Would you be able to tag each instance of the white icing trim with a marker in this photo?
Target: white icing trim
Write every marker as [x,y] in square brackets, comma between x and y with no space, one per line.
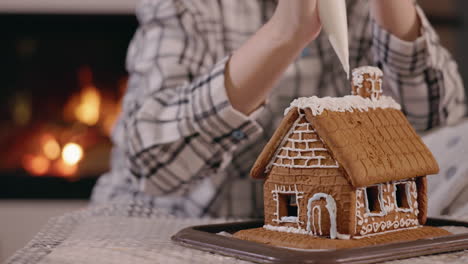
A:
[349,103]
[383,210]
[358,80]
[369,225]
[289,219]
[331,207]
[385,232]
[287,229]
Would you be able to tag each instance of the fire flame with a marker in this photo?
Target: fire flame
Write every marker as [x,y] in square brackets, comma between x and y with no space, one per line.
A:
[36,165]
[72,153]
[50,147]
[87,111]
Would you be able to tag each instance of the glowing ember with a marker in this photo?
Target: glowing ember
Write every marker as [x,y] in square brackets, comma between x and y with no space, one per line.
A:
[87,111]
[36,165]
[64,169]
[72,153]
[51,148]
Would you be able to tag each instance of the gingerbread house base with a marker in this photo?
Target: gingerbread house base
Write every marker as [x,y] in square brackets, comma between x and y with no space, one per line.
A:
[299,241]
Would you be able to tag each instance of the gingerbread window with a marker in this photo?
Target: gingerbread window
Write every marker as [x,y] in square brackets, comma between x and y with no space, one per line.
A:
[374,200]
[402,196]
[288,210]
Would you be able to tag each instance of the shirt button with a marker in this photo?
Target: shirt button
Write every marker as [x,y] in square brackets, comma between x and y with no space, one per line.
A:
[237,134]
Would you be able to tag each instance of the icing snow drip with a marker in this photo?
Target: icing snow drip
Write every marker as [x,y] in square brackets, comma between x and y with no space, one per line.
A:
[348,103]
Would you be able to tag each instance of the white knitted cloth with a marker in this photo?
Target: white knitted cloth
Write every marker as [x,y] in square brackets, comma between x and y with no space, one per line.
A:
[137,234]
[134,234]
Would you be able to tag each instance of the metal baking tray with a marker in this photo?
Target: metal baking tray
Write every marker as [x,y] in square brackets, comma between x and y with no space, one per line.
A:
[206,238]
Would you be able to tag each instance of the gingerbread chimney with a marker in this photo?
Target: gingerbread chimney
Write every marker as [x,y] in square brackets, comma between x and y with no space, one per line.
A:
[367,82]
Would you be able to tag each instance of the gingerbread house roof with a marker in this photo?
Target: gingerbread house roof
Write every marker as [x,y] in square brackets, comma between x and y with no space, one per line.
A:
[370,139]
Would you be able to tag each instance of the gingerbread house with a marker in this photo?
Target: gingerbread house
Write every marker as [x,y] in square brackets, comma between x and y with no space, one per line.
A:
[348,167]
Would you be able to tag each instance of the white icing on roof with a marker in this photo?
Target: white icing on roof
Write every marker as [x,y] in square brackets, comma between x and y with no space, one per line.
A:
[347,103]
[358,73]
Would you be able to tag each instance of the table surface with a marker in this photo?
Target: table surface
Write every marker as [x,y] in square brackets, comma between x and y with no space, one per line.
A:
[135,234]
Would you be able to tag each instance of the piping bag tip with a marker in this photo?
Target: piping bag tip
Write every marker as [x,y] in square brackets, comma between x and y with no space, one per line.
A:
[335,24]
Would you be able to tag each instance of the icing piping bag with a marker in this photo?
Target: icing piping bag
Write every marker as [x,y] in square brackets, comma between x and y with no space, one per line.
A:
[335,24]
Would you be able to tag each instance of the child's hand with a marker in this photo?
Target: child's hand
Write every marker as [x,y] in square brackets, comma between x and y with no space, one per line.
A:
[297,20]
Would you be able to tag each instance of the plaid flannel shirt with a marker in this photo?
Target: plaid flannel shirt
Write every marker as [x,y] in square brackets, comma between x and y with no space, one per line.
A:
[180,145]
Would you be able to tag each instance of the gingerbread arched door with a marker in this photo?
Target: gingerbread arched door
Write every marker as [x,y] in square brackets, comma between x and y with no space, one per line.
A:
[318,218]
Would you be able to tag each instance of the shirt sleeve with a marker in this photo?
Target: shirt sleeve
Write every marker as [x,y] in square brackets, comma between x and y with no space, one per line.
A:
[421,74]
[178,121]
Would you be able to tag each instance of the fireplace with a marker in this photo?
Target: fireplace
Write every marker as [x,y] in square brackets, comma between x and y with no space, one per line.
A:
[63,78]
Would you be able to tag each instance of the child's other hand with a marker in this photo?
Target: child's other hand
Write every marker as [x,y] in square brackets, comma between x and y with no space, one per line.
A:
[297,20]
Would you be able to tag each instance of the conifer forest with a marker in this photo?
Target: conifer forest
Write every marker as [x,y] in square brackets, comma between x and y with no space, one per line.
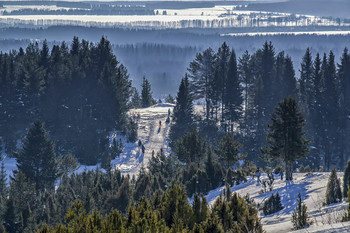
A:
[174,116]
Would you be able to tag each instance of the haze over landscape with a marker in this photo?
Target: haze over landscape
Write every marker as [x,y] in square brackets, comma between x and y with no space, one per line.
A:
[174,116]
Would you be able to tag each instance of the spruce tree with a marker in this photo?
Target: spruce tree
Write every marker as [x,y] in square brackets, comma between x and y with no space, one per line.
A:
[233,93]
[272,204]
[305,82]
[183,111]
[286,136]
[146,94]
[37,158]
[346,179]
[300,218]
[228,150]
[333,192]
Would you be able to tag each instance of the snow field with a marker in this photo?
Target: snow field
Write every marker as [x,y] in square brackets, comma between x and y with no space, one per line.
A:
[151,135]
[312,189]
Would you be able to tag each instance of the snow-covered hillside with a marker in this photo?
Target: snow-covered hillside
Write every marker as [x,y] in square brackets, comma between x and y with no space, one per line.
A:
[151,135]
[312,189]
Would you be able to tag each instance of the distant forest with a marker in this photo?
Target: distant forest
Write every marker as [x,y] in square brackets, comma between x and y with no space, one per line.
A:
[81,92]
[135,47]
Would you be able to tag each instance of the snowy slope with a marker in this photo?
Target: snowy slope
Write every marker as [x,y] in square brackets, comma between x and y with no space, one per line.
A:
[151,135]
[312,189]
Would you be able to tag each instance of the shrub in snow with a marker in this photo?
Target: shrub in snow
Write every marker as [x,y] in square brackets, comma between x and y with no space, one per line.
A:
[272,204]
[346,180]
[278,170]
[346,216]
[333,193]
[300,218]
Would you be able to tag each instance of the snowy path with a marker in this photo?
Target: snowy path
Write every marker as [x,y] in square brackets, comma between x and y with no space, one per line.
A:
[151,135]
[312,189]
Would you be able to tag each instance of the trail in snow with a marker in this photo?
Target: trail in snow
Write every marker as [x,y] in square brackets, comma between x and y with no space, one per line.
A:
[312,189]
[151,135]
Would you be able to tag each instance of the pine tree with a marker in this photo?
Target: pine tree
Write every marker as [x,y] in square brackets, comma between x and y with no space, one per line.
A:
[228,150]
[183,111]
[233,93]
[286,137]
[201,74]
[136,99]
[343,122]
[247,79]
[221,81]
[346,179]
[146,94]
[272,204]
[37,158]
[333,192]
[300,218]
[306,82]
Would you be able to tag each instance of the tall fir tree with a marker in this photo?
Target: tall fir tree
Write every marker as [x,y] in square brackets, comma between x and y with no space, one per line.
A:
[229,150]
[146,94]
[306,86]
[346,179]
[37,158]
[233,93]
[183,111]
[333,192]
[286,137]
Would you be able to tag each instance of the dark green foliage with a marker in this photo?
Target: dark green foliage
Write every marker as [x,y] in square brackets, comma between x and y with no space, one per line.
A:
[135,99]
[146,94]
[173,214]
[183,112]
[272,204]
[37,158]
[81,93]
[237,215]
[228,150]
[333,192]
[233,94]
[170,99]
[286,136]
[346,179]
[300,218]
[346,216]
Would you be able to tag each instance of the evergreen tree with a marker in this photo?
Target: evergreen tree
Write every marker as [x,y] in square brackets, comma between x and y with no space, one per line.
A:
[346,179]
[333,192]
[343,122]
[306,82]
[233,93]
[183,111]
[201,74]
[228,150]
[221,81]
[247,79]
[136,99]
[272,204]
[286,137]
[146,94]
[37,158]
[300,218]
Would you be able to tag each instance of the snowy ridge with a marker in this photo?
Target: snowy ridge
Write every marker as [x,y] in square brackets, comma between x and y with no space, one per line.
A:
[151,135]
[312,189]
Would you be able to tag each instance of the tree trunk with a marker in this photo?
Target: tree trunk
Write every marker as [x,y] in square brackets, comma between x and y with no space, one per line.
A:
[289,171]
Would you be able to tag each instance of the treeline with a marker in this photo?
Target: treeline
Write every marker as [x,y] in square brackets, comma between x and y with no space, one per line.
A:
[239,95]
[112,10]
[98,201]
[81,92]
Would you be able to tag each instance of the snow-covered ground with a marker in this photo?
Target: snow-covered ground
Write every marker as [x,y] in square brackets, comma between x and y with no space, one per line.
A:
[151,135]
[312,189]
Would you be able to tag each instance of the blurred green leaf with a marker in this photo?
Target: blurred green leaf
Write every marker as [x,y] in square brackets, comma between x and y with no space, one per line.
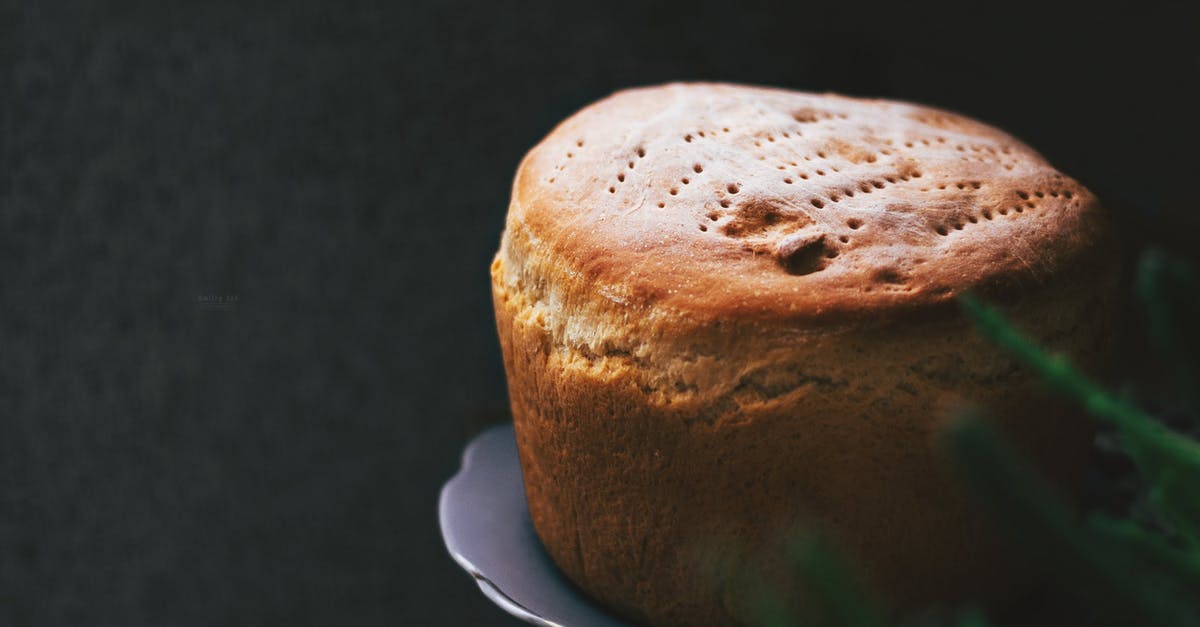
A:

* _Your task_:
If a line in the records above contains "metal", copy that line.

* _Written solution_:
Would you be able to tag each instance of the metal baking tray with a marker in this photo?
Target: metal baking tray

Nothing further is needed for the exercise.